■ Text segment

<<<<

# Activated Carbon after using bio-spira??



## BlackPoker (Aug 12, 2004)

Wondering when I can use carbon after using bio-spira? my tank has been on bio for the last three days now and I have mad alge bloom going on right now. Tested the water and ph around 7.2, Ammonia either .5 or 50 sorry can't remember and Nitire pretty high and nitrate was pretty high. Any input would be nice thanks


----------



## Mack (Oct 31, 2004)

I would say when the nitrites go to 0, you can use carbon.


----------



## Dragonrider (Jan 13, 2005)

Iwould say don't put the carbon back in at all, less you are trying to get rid of tretment.


----------



## Dr. Giggles (Oct 18, 2003)

Dragonrider said:


> Iwould say don't put the carbon back in at all, less you are trying to get rid of tretment.
> [snapback]916344[/snapback]​


Agreed


----------



## RhomZilla (Feb 12, 2003)

jerry_plakyda said:


> Dragonrider said:
> 
> 
> > Iwould say don't put the carbon back in at all, less you are trying to get rid of tretment.

>>>>

■ Given records
<<<<

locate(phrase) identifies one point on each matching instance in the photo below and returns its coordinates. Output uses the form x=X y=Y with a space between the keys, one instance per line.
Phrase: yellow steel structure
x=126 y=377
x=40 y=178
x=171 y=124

>>>>

■ What the exercise asks
Extend the forum thread on activated carbon after bio-spira, starting right after its final line. The listing has no connection to the forum thread on activated carbon after bio-spira.

■ Output of the task
> ...


I 2nd the motion.







Carbon usually acts as a (damn!! the word is in the tip of my tougue) which eats away most chemicals added to the tank. Wait until your cycle is complete, then see if you'll even need to use Carbon.


----------



## icedizzle (Feb 3, 2005)

RhomZilla said:


> jerry_plakyda said:
> 
> 
> > Dragonrider said:
> ...


Not sure but I think the word your looking for is "buffer"?


----------



## DonH (Jan 25, 2003)

Though it's not really needed in cycling a tank, to directly answer your question, the use of activated carbon will not affect bio-spira in any way. Carbon is used to remove contaminant from water. Since Bio-spira is basically a solution of live nitrifiers, the only thing that the carbon would do is provide more surface area for them to colonize.


----------



## RhomZilla (Feb 12, 2003)

DonH said:


> Though it's not really needed in cycling a tank, to directly answer your question, the use of activated carbon will not affect bio-spira in any way. Carbon is used to remove contaminant from water. Since Bio-spira is basically a solution of live nitrifiers, the only thing that the carbon would do is provide more surface area for them to colonize.
> [snapback]917511[/snapback]​


Thanks for the indepth specifics, Donny!!!







Of all people, your the expert in this area, hands down!!!


----------



## BlackPoker (Aug 12, 2004)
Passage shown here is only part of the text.